AVON LAKE, Ohio — More than a year before an anticipated full solar eclipse, a committee in Avon Lake has already been working to plan for the event.

“The city of Avon Lake actually has a planning committee that has been looking at the eclipse and looking at past eclipses and what type of influx of visitors communities have had to deal with. And since Avon Lake is on the path of totality for the eclipse, we wanted to start planning now,” said Assistant Avon Lake School District Superintendent Dr. Jack Dibee.

Although the April 8 eclipse is expected to be viewed through much of the state, from Toledo to northern Stark County, Lorain County Emergency Management Director Jessica Fetter said only nine of the state’s 88 counties will be in the center of the path of totality.

That is expected to bring an influx of visitors to the areas that will be able to see the full eclipse the longest, which could be more than four minutes from start to finish.

“We are anticipating our population to triple, with visitors coming from all over the world to spend that time here,” said Fetter.

“Things will probably come to a standstill as far as viewing, but with it being such a short amount of time that shouldn’t be too problematic. The problem would be, then, everyone getting in their cars and trying to leave at the same time and everything being at a standstill at that point,” she added.

Compounding the concern is that the eclipse is expected to pass through the area at about 3 in the afternoon — about the same time many schools are getting out.

“Past cities that have had that have talked about traffic backups that last hours when it is over with,” said Dibee.

“We are talking about students on school buses for potentially hours more than they need to be, as well as people going to pick up their kids and people being stuck in traffic as well as helping to create the traffic jam because they cant get out of it,” said Fetter.

The planning includes preparations for other concerns.

“We are really concerned about which roads are going to be congested, because it’s not your average, everyday traffic jam. How are our emergency vehicles going to get through? How are we going to manage potential fender-benders, potential breakdowns of cars, medical emergencies with those waiting in traffic? There’s a lot to consider,” Fetter said.

_PROVIDED INFORMATION_
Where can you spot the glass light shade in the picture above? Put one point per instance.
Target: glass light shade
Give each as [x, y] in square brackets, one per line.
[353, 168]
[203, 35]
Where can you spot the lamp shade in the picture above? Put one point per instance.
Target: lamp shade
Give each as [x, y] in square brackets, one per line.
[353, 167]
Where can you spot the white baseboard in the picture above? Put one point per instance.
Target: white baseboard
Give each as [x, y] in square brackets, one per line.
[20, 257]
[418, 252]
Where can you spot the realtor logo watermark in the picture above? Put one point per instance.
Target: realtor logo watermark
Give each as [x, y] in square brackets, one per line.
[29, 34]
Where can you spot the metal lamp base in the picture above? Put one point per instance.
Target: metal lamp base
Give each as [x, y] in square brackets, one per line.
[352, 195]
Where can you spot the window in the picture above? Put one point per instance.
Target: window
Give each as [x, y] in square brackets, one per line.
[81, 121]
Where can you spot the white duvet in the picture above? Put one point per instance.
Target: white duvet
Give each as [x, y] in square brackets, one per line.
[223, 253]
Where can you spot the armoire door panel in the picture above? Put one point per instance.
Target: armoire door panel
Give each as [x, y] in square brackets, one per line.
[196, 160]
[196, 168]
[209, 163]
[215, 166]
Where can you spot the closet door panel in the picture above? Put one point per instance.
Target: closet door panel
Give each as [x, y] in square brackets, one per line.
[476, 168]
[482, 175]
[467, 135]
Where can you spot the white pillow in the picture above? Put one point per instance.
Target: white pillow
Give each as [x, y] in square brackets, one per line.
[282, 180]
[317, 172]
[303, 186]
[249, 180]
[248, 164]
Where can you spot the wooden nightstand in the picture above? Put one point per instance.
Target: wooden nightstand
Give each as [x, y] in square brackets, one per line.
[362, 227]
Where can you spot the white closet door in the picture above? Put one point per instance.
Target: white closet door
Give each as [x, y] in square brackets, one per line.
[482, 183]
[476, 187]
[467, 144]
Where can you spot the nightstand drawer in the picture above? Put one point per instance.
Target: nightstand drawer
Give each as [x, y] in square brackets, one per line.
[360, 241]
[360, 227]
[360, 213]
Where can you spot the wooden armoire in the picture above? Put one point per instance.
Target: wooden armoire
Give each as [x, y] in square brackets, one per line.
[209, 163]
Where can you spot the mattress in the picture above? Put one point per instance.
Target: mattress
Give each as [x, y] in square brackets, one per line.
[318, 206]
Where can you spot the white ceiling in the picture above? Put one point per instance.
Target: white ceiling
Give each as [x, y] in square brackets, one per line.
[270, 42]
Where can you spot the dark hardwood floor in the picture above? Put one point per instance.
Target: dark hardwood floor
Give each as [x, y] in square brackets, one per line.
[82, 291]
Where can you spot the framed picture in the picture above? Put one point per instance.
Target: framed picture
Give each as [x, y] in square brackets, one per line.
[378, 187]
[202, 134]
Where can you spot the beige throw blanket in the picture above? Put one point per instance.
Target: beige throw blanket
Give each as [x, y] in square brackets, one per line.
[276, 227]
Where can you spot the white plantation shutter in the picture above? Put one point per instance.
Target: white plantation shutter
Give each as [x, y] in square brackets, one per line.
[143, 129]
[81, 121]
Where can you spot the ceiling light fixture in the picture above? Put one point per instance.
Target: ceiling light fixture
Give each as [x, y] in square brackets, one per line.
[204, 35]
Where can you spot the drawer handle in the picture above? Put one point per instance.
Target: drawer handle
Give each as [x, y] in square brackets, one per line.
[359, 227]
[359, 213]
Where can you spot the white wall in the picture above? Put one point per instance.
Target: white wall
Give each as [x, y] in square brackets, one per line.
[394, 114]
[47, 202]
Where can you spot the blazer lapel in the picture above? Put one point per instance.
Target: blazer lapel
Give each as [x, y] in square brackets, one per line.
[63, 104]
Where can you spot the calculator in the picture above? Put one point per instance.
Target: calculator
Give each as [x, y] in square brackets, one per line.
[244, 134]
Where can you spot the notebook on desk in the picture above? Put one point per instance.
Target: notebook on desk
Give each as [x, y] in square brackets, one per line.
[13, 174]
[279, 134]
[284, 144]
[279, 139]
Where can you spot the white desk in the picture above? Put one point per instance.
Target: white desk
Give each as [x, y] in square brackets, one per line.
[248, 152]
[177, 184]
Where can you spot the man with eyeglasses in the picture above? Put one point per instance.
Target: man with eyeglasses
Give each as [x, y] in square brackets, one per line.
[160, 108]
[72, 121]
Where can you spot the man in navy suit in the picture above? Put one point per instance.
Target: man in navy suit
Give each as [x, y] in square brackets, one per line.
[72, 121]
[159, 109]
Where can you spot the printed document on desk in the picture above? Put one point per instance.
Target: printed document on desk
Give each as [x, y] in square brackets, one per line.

_WHAT YOU ARE ASKED TO DO_
Carry on the Avon Lake eclipse article from its last sentence. The listing has nothing to do with the Avon Lake eclipse article.

_OUTPUT FOR THIS EXERCISE_
To ease the congestion, Fetter is already asking school districts to consider closing for the day.

Avon Lake has already agreed to close.

“For us, it worked out pretty well, because that actually was supposed to be our first day back from spring break, so we just extended spring break for an extra day,” said Dibee.

Although schools in Avon Lake will be closed, the school plans to have lessons before spring break about the eclipse, and families and students will be encouraged to attend community events which will be centered around the high school property.

Dibee has also already has 5,000 special glasses to distribute to students and school employees when they leave for spring break, so that they can view the eclipse from wherever they are.

“We wanted to order them now, knowing that come eclipse time next year, they will be in short [supply], they will be a lot more expensive and might not be as easy to get,” he said.

Fetter said she is in no way discouraging people from coming to Lorain County for the event.

To the contrary, she expects that all of the planning well over a year in advance will help create an atmosphere where the eclipse will be a very memorable and enjoyable once-in-a-lifetime event for most who will be near the center of totality.

“They are talking, I think, 2099 will be the next one,” Fetter said. “So, not only is this a once-in-a-lifetime event, this is a once-in-a-lifetime opportunity for all of the emergency managers and all of the counties that are participating to plan for something that we have never planned for before — because it hasn’t happened in our lifetime.”